Exercise directions = Wherever a line of the records contains "dark", copy that line.

Source data =
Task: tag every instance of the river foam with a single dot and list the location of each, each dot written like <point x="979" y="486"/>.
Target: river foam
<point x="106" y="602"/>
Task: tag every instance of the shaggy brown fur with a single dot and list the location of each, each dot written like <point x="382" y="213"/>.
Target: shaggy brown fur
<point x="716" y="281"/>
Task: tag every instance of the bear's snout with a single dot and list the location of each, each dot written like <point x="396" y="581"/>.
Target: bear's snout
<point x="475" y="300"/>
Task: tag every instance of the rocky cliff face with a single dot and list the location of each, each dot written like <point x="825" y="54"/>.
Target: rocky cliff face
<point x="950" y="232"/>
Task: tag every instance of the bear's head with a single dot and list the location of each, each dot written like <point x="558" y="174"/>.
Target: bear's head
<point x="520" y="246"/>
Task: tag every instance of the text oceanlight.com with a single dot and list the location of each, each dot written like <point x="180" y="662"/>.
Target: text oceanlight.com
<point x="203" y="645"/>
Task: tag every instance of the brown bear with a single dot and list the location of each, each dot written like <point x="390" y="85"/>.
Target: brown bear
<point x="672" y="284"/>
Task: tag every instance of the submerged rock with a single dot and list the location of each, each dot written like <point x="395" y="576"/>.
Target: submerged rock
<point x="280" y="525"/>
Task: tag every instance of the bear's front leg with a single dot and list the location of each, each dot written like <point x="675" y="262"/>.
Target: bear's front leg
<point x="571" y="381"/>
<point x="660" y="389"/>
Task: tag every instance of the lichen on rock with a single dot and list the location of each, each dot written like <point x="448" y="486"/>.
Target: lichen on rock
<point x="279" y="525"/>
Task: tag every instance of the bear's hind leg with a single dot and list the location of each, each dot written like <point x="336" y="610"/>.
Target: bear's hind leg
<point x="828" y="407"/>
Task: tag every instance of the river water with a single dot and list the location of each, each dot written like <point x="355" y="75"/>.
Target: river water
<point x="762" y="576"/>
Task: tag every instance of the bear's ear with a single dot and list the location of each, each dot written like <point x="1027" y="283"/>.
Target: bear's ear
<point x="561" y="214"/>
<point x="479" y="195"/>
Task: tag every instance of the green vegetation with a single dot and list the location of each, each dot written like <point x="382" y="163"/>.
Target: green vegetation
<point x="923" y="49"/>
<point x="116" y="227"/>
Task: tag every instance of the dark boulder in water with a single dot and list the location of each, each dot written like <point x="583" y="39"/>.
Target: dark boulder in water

Completed task =
Task: tag every instance of the dark boulder in water with a single dot and list the location of each, each dot written like <point x="583" y="39"/>.
Target: dark boulder in water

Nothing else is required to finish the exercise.